▶ _DATASET EXCERPTS_:
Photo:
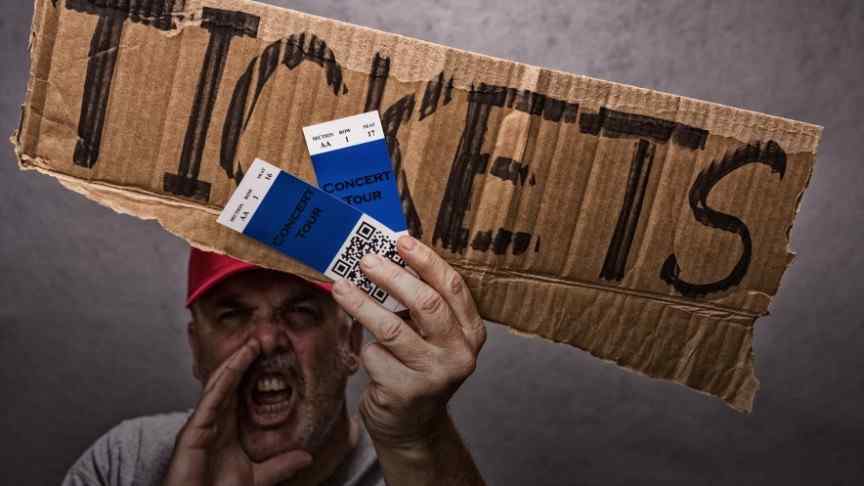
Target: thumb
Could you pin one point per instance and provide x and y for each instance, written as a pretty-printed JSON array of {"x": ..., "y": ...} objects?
[{"x": 280, "y": 468}]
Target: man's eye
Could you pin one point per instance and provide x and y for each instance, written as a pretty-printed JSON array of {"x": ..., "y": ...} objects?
[{"x": 234, "y": 316}]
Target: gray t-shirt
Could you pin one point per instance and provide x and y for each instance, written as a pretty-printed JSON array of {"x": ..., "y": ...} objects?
[{"x": 137, "y": 452}]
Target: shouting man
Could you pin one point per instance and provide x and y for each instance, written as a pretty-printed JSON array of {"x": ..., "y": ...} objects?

▶ _TASK PROMPT_: Revise the records above, replacing every occurrence of "Target" with "Label" and leaving all other text unchanged. Omit the pictures from your answer.

▶ _FULL RESPONSE_:
Photo:
Label: thumb
Could you pin one point per instance and provide x and y for each instance, written as a pretty-printed JSON array of {"x": ..., "y": ...} objects?
[{"x": 280, "y": 468}]
Label: man's eye
Could you pin one point per instance and provide x and y for each instance, written as a pretty-printed JSON array of {"x": ..., "y": ...} objects?
[{"x": 234, "y": 316}]
Label: gray t-shirt
Could you pin one point per instance and provide x and y for each instance, written as a pretty-printed JSON array of {"x": ..., "y": ...} objects?
[{"x": 137, "y": 452}]
Label: shouting man
Could you pin one point per instance and provide x and y for each instance, written as a pretty-printed JSON array of {"x": ..., "y": ...} objects?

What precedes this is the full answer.